Reproduce word for word everything from the line containing "of the gray" down to the line containing "pixel 631 352", both of those lines included.

.....

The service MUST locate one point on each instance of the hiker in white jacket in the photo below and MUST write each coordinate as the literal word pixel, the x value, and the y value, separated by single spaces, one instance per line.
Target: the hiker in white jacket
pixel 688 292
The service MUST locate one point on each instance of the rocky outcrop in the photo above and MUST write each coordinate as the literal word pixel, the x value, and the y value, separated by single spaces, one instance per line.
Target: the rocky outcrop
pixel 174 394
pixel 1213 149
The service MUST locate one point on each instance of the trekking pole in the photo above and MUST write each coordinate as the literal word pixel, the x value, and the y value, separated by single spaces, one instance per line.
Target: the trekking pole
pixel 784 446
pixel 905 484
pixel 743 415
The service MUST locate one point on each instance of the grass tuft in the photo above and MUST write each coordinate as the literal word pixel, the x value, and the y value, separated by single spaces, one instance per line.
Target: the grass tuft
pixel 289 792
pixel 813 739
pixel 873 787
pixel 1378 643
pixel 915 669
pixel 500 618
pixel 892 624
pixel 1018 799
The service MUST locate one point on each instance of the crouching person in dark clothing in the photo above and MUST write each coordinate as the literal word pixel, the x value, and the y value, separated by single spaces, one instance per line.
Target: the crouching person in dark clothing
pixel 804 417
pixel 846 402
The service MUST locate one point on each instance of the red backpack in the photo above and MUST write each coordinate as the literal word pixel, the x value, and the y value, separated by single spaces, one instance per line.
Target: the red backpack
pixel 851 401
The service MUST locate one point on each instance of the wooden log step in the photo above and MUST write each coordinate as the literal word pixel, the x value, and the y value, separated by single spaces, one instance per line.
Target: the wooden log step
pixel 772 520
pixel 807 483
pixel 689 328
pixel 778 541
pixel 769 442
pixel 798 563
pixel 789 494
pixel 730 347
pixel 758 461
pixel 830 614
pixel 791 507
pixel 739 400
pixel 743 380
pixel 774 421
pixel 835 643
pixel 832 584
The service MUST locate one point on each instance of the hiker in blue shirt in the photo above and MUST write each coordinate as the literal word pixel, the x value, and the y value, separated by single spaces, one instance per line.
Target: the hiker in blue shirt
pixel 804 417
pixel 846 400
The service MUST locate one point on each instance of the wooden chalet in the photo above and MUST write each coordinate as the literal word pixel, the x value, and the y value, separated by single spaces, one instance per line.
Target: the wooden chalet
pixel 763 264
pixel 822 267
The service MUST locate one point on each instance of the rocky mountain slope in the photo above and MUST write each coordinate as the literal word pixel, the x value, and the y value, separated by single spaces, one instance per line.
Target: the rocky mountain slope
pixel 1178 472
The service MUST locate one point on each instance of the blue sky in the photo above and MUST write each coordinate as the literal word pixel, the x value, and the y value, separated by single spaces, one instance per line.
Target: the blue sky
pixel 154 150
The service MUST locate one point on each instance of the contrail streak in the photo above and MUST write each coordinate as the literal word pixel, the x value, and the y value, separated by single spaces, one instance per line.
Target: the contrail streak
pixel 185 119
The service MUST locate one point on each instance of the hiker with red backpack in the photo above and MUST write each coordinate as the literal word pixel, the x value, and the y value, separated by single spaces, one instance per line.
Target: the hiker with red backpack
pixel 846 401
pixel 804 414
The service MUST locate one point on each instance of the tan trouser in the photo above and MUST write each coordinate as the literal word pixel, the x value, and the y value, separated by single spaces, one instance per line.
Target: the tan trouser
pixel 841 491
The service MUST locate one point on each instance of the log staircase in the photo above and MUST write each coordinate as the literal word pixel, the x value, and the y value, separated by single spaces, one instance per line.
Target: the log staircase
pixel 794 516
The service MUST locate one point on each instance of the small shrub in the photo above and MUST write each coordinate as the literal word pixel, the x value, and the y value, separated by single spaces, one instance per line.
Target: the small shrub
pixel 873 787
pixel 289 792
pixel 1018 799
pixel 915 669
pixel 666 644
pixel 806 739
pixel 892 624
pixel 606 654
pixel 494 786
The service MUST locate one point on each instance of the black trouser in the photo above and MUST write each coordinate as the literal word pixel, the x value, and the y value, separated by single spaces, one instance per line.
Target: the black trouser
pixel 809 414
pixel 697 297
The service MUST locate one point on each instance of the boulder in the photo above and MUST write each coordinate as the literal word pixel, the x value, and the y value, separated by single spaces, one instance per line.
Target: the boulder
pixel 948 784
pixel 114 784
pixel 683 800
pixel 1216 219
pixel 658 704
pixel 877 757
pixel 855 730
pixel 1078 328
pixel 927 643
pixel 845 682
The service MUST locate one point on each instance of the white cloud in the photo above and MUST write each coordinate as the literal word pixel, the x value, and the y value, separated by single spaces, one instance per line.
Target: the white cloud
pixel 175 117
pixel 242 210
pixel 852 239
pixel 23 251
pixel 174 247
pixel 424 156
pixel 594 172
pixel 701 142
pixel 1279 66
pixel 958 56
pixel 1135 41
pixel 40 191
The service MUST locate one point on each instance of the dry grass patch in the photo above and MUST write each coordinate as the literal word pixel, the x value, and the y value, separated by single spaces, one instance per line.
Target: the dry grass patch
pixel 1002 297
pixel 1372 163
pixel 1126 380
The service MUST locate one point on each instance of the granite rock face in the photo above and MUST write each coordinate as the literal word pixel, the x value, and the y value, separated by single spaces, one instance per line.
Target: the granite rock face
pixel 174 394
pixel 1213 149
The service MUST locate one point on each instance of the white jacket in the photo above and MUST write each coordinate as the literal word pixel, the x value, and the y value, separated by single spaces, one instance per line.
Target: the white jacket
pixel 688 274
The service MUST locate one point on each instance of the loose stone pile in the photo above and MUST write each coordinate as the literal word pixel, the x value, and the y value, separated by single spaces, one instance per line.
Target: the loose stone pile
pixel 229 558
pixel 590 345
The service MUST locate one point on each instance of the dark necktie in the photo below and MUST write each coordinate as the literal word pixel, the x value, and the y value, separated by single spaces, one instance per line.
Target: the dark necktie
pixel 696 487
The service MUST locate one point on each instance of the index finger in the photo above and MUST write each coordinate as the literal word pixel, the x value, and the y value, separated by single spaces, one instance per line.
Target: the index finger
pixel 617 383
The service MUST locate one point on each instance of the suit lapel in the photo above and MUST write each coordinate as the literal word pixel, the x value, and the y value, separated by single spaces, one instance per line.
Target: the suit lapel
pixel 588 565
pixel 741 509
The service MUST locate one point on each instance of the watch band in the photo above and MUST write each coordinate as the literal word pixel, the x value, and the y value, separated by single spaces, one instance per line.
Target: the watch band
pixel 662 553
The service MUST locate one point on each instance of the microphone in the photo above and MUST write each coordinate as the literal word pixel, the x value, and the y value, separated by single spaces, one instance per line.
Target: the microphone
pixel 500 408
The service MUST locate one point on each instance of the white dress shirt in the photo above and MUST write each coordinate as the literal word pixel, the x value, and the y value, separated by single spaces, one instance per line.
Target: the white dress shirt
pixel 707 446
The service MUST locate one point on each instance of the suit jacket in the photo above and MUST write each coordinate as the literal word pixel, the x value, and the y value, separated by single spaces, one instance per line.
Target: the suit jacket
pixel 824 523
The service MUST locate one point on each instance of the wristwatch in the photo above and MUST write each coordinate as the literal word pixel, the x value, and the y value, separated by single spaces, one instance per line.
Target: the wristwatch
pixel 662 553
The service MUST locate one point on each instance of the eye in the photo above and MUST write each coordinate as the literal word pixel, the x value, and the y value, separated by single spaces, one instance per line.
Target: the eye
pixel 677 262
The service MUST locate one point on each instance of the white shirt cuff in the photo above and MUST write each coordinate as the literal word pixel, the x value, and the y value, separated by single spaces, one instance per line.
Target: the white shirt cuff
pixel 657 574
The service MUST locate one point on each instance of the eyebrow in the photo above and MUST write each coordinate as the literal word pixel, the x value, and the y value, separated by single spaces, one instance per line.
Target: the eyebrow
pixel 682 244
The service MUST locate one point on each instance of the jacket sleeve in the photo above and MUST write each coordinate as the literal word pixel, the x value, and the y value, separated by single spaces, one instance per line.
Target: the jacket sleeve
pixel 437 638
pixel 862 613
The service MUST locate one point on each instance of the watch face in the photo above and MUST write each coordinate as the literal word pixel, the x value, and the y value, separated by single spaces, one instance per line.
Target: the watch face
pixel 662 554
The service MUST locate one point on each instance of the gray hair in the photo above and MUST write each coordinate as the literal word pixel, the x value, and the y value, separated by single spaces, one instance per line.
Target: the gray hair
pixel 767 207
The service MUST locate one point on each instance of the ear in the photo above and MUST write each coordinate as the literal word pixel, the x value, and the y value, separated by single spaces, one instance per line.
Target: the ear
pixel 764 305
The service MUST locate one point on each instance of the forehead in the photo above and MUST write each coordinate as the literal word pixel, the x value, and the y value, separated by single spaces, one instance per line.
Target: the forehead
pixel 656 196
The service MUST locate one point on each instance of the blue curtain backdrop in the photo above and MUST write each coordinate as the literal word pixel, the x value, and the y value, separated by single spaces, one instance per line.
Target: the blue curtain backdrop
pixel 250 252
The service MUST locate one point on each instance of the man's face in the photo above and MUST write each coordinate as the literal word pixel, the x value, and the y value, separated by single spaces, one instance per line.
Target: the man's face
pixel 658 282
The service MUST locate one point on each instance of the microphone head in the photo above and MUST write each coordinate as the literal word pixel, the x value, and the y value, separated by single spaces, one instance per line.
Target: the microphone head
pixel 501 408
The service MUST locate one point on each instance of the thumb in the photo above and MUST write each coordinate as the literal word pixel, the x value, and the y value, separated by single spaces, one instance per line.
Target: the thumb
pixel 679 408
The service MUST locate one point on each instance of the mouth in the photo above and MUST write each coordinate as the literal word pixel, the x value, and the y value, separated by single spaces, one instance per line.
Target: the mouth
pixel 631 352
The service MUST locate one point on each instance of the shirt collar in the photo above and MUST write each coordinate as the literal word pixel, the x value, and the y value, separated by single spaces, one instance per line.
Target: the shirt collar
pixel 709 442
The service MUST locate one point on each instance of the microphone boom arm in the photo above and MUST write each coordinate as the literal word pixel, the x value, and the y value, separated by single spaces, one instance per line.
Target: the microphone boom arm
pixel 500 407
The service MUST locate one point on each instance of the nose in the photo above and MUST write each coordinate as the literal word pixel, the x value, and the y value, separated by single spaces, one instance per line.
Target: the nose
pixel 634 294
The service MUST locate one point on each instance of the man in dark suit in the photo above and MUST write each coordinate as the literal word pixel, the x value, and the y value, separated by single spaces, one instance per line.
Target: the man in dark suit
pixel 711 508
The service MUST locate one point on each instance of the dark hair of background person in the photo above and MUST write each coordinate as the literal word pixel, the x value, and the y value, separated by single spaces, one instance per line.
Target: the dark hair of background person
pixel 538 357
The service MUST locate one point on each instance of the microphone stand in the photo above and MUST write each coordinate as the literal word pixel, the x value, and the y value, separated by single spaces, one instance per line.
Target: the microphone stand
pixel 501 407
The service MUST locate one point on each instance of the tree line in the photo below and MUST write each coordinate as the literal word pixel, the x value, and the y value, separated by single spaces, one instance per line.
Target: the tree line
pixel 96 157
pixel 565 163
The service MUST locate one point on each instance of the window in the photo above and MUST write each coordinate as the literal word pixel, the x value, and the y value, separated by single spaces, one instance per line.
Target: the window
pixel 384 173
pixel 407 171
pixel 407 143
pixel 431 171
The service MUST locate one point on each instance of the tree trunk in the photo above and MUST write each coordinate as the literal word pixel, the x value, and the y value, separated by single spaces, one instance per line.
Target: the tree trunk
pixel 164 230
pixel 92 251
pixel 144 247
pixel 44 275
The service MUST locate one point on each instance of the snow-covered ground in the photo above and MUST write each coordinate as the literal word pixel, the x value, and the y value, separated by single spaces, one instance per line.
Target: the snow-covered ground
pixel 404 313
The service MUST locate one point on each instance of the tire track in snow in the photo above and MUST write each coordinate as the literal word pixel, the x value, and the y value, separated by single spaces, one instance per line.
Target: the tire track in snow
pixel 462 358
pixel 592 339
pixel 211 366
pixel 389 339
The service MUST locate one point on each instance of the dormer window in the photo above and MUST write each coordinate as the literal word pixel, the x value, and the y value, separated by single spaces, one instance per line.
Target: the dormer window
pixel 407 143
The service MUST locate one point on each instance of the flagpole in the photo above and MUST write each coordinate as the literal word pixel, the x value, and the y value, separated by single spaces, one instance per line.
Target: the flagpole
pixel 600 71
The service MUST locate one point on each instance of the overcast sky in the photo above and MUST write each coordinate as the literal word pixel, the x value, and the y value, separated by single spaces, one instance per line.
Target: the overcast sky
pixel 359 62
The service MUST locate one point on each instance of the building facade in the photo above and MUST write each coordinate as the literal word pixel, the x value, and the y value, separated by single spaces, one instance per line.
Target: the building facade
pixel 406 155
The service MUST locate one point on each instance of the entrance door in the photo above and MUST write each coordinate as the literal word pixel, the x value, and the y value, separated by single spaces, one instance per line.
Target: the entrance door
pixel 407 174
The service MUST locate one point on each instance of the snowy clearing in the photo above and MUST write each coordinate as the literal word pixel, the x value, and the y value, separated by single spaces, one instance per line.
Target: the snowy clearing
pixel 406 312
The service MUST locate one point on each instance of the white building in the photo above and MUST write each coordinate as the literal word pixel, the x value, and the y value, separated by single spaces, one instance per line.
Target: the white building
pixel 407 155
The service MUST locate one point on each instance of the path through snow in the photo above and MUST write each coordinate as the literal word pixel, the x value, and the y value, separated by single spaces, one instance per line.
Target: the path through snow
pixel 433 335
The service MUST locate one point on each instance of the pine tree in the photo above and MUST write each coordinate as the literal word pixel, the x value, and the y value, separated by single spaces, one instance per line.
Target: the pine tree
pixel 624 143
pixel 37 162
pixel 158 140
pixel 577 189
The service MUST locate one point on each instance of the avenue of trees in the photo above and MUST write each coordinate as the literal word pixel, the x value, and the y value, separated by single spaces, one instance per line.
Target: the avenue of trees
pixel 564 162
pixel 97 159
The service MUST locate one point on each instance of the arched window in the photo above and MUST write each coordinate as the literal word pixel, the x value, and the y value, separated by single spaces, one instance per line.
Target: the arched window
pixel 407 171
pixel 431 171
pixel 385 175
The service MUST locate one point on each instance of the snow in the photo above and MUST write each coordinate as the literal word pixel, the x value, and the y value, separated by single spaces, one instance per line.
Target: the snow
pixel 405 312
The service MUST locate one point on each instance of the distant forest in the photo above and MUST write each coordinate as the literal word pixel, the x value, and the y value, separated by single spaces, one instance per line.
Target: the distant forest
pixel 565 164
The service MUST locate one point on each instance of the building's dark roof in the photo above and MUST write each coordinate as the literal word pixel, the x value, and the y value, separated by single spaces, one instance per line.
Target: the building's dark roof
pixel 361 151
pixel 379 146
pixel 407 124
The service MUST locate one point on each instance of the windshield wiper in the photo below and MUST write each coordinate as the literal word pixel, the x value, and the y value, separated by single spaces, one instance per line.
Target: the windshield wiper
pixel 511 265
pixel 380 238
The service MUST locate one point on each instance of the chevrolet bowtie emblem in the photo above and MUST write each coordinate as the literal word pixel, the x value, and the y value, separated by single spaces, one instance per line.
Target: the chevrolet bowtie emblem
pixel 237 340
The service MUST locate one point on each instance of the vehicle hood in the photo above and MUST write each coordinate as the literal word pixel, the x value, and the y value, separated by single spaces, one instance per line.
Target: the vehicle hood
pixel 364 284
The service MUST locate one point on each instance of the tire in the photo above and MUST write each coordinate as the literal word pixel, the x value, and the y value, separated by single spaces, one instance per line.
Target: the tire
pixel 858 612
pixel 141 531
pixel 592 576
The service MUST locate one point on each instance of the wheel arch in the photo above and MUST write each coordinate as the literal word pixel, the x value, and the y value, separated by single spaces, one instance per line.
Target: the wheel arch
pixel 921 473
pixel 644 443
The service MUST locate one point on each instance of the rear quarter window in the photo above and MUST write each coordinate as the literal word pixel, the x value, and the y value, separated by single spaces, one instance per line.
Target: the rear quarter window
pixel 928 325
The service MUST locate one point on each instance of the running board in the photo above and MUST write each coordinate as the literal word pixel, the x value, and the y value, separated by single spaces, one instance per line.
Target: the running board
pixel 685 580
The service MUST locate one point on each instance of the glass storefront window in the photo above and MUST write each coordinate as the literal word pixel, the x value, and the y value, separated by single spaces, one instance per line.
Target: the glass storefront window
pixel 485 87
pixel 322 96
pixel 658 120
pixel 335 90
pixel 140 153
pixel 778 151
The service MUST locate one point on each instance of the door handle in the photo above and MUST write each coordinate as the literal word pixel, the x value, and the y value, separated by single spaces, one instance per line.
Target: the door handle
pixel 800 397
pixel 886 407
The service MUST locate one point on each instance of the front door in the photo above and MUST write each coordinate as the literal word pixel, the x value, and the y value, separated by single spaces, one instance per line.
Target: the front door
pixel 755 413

.....

» **SOLVED PROBLEM**:
The service MUST locate one point on each instance of the gray hair in the photo above and MUST write each coordinate as the literal word pixel, the x value, and the y value, separated by single spaces, one instance per line.
Target: the gray hair
pixel 767 207
The service MUST locate one point on each instance of the ear in the photo above and MUST write each coordinate as the literal word pixel, the x value, and the y value, separated by single spaces, one instance per line.
Target: the ear
pixel 764 305
The service MUST locate one point on each instance of the forehead in the photo above and MUST write each coordinate as the literal word pixel, the x value, and the y value, separated by single spaces, one instance per line.
Target: the forehead
pixel 656 196
The service MUST locate one point on each instance of the blue curtain backdrop in the photo above and MUST write each coordinate as the literal word pixel, the x value, and the y value, separated by single spaces, one instance per line.
Target: the blue curtain backdrop
pixel 250 252
The service MUST locate one point on each instance of the man's face in the photo above and MUST write each coordinate as the literal word pixel, the x value, and the y value, separated by single spaces, one instance per line.
Target: the man's face
pixel 658 282
The service MUST locate one point on each instance of the microphone head in the photo above and MUST write each coordinate as the literal word pixel, the x value, and the y value, separated by single spaces, one instance per line.
Target: the microphone head
pixel 501 408
The service MUST locate one point on each instance of the thumb in the photo above and MUST write each coordinate as the literal word pixel, the x value, and the y value, separated by single spaces, one instance per line.
Target: the thumb
pixel 679 408
The service MUST locate one point on each instance of the mouth in the photo above and MUST write each coordinate as the literal word pixel, the x value, and the y value, separated by single spaces, one instance per line.
Target: the mouth
pixel 631 352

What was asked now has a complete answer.